Work to do
With pictures left out, retype exactly the lines from the one containing "point: boy in" through the final line of the entries.

Information provided
----------

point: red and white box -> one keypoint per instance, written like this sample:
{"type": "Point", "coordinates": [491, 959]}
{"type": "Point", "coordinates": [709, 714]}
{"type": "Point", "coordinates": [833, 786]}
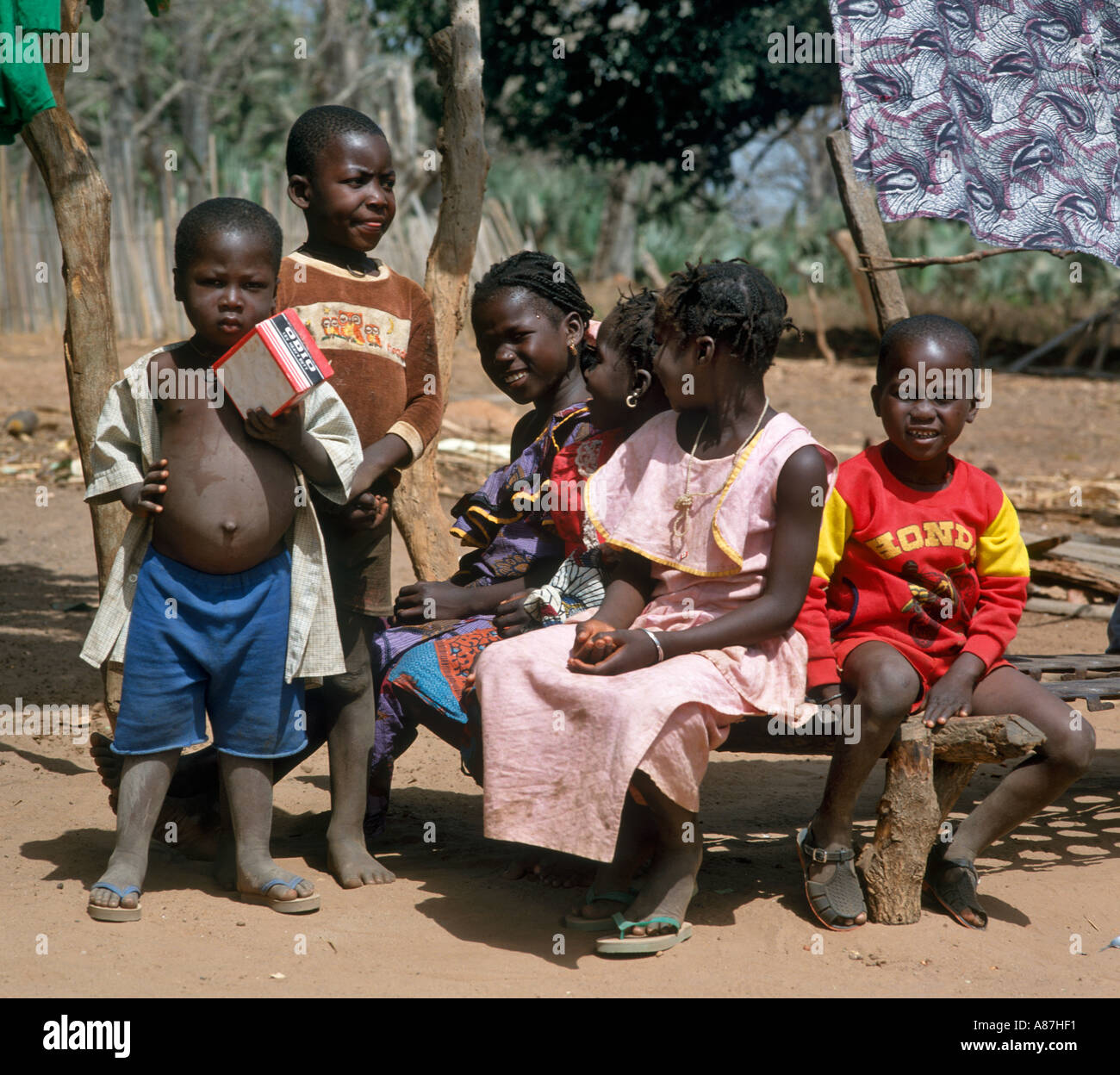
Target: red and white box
{"type": "Point", "coordinates": [275, 366]}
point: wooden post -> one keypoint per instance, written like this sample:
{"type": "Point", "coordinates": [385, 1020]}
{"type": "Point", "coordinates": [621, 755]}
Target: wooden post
{"type": "Point", "coordinates": [457, 53]}
{"type": "Point", "coordinates": [843, 242]}
{"type": "Point", "coordinates": [894, 866]}
{"type": "Point", "coordinates": [81, 202]}
{"type": "Point", "coordinates": [862, 212]}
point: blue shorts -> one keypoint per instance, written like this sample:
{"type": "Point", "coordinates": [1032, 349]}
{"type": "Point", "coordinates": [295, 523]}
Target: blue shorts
{"type": "Point", "coordinates": [205, 643]}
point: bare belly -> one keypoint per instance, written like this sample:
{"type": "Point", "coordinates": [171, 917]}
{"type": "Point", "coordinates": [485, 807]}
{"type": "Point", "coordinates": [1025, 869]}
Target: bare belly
{"type": "Point", "coordinates": [230, 499]}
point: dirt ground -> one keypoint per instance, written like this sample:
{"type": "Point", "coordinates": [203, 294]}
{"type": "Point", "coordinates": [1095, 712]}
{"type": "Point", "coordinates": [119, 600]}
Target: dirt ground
{"type": "Point", "coordinates": [451, 925]}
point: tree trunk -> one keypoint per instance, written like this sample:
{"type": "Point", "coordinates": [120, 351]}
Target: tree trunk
{"type": "Point", "coordinates": [862, 211]}
{"type": "Point", "coordinates": [617, 243]}
{"type": "Point", "coordinates": [81, 202]}
{"type": "Point", "coordinates": [457, 54]}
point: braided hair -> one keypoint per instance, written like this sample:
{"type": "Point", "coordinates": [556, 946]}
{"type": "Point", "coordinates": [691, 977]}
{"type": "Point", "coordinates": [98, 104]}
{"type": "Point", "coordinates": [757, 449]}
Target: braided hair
{"type": "Point", "coordinates": [541, 275]}
{"type": "Point", "coordinates": [628, 329]}
{"type": "Point", "coordinates": [734, 302]}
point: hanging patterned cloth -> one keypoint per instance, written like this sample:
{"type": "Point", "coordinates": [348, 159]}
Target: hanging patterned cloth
{"type": "Point", "coordinates": [1004, 113]}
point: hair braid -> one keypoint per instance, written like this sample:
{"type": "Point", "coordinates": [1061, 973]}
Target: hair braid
{"type": "Point", "coordinates": [731, 301]}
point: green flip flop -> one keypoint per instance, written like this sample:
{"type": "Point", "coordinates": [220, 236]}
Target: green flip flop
{"type": "Point", "coordinates": [600, 925]}
{"type": "Point", "coordinates": [660, 941]}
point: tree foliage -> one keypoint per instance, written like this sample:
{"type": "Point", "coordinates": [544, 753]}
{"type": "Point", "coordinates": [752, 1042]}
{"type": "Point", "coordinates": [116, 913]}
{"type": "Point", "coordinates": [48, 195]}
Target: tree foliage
{"type": "Point", "coordinates": [642, 82]}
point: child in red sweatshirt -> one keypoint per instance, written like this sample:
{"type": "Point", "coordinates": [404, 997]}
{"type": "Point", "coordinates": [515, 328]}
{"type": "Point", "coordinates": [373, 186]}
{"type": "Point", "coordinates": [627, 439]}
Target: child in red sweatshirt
{"type": "Point", "coordinates": [919, 581]}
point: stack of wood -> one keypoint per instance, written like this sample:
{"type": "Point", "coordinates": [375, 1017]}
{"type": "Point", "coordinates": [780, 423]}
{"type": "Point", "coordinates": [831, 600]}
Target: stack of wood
{"type": "Point", "coordinates": [1075, 575]}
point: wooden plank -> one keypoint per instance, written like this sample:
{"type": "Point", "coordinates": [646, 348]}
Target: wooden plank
{"type": "Point", "coordinates": [1049, 570]}
{"type": "Point", "coordinates": [1075, 609]}
{"type": "Point", "coordinates": [1093, 691]}
{"type": "Point", "coordinates": [1037, 544]}
{"type": "Point", "coordinates": [1089, 552]}
{"type": "Point", "coordinates": [862, 211]}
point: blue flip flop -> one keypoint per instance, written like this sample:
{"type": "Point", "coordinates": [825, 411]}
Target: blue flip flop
{"type": "Point", "coordinates": [115, 914]}
{"type": "Point", "coordinates": [600, 925]}
{"type": "Point", "coordinates": [624, 945]}
{"type": "Point", "coordinates": [298, 906]}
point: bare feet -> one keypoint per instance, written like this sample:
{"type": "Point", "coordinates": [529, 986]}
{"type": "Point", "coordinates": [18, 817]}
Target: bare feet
{"type": "Point", "coordinates": [831, 838]}
{"type": "Point", "coordinates": [668, 888]}
{"type": "Point", "coordinates": [550, 868]}
{"type": "Point", "coordinates": [253, 873]}
{"type": "Point", "coordinates": [124, 872]}
{"type": "Point", "coordinates": [352, 863]}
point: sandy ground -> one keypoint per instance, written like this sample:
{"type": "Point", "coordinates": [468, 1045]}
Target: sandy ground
{"type": "Point", "coordinates": [451, 925]}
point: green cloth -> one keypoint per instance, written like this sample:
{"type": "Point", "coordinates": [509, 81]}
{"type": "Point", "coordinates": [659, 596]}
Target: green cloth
{"type": "Point", "coordinates": [23, 86]}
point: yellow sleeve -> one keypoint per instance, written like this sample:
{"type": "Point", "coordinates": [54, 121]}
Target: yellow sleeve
{"type": "Point", "coordinates": [836, 529]}
{"type": "Point", "coordinates": [1000, 550]}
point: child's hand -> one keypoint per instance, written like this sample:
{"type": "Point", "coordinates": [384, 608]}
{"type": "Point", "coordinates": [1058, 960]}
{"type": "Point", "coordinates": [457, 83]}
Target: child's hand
{"type": "Point", "coordinates": [284, 432]}
{"type": "Point", "coordinates": [817, 694]}
{"type": "Point", "coordinates": [424, 601]}
{"type": "Point", "coordinates": [365, 512]}
{"type": "Point", "coordinates": [586, 631]}
{"type": "Point", "coordinates": [950, 697]}
{"type": "Point", "coordinates": [144, 499]}
{"type": "Point", "coordinates": [614, 652]}
{"type": "Point", "coordinates": [511, 618]}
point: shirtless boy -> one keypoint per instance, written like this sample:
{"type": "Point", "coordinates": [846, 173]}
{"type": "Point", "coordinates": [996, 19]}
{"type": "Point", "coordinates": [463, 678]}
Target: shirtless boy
{"type": "Point", "coordinates": [219, 600]}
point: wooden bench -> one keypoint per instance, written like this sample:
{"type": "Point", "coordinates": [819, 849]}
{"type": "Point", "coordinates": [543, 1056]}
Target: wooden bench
{"type": "Point", "coordinates": [926, 772]}
{"type": "Point", "coordinates": [928, 769]}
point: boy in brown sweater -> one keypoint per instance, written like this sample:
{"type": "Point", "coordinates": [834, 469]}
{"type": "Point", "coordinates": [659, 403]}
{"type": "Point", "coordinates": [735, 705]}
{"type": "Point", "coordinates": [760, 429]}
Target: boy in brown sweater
{"type": "Point", "coordinates": [376, 329]}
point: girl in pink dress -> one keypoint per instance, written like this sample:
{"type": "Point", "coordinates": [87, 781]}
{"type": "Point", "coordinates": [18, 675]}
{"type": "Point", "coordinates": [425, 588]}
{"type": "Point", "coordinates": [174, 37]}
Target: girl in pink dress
{"type": "Point", "coordinates": [596, 735]}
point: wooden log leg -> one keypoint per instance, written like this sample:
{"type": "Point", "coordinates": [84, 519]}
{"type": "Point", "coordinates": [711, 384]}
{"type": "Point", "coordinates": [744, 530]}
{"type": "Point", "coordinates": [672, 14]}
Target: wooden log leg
{"type": "Point", "coordinates": [950, 779]}
{"type": "Point", "coordinates": [894, 865]}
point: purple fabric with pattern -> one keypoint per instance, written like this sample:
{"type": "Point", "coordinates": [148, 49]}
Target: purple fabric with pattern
{"type": "Point", "coordinates": [507, 542]}
{"type": "Point", "coordinates": [1004, 113]}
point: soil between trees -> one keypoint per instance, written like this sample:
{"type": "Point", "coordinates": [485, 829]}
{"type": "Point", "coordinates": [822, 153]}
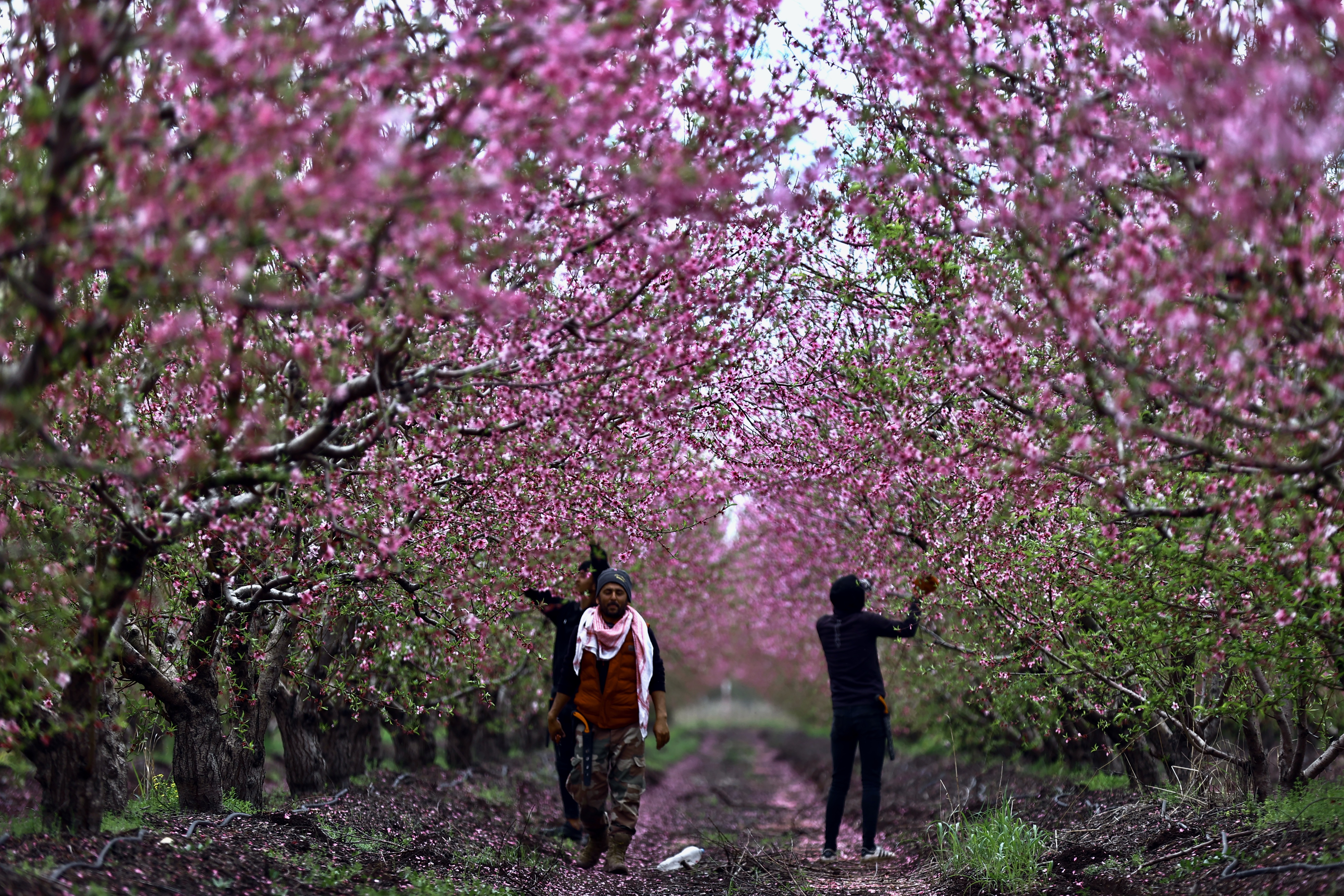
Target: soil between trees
{"type": "Point", "coordinates": [752, 800]}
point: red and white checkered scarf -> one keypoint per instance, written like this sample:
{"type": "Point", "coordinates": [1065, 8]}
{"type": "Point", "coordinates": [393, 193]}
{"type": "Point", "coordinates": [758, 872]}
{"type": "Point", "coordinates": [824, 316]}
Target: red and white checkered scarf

----------

Response to this task
point: boy in brown sweater -> one keypoint per instance, written like this sample:
{"type": "Point", "coordinates": [834, 469]}
{"type": "Point", "coordinates": [659, 403]}
{"type": "Point", "coordinates": [735, 705]}
{"type": "Point", "coordinates": [760, 429]}
Target: boy in brown sweater
{"type": "Point", "coordinates": [376, 329]}
point: girl in pink dress -> one keypoint per instance, written like this sample:
{"type": "Point", "coordinates": [87, 781]}
{"type": "Point", "coordinates": [18, 675]}
{"type": "Point", "coordinates": [425, 588]}
{"type": "Point", "coordinates": [174, 37]}
Target: girl in pink dress
{"type": "Point", "coordinates": [596, 735]}
point: wooden log leg -> one keypoint per instance, written like this sample:
{"type": "Point", "coordinates": [84, 519]}
{"type": "Point", "coordinates": [711, 384]}
{"type": "Point", "coordinates": [744, 530]}
{"type": "Point", "coordinates": [672, 14]}
Target: wooden log leg
{"type": "Point", "coordinates": [950, 779]}
{"type": "Point", "coordinates": [894, 865]}
point: purple fabric with pattern -> one keypoint per instance, written like this sample:
{"type": "Point", "coordinates": [148, 49]}
Target: purple fabric with pattern
{"type": "Point", "coordinates": [507, 542]}
{"type": "Point", "coordinates": [1004, 113]}
point: soil between trees -> one keypoint per instance, written like this sample:
{"type": "Point", "coordinates": [485, 829]}
{"type": "Point", "coordinates": [822, 153]}
Target: soil between trees
{"type": "Point", "coordinates": [752, 800]}
point: red and white checkered scarf -> one keypoint per instance, written like this sample:
{"type": "Point", "coordinates": [1065, 8]}
{"type": "Point", "coordinates": [393, 193]}
{"type": "Point", "coordinates": [758, 872]}
{"type": "Point", "coordinates": [824, 316]}
Target: red and white checkered scarf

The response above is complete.